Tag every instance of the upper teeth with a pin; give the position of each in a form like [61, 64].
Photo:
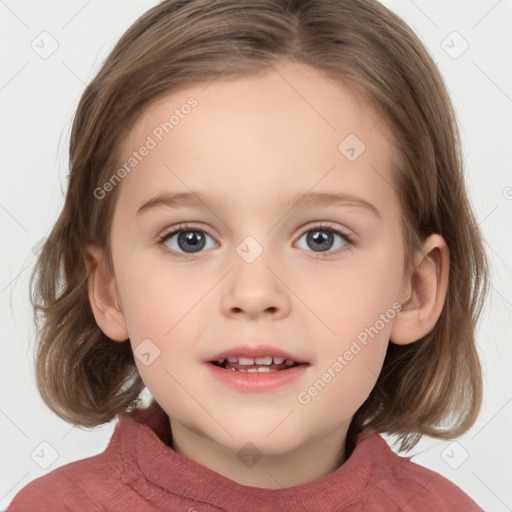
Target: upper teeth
[258, 360]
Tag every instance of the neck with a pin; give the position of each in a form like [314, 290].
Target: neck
[306, 463]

★ ★ ★

* _TASK INSTRUCTIONS_:
Please revise the material by changing each "pin" to "dot" and keeping everything else the same. Omit the pictures from your answer.

* _TASK OUTPUT_:
Tag every instance of the upper teeth with a dot; give the position of each in a form like [61, 64].
Photo:
Target: upper teeth
[258, 360]
Tag every instance of the neck with a dot; give the position of each in a form like [314, 290].
Target: neck
[306, 463]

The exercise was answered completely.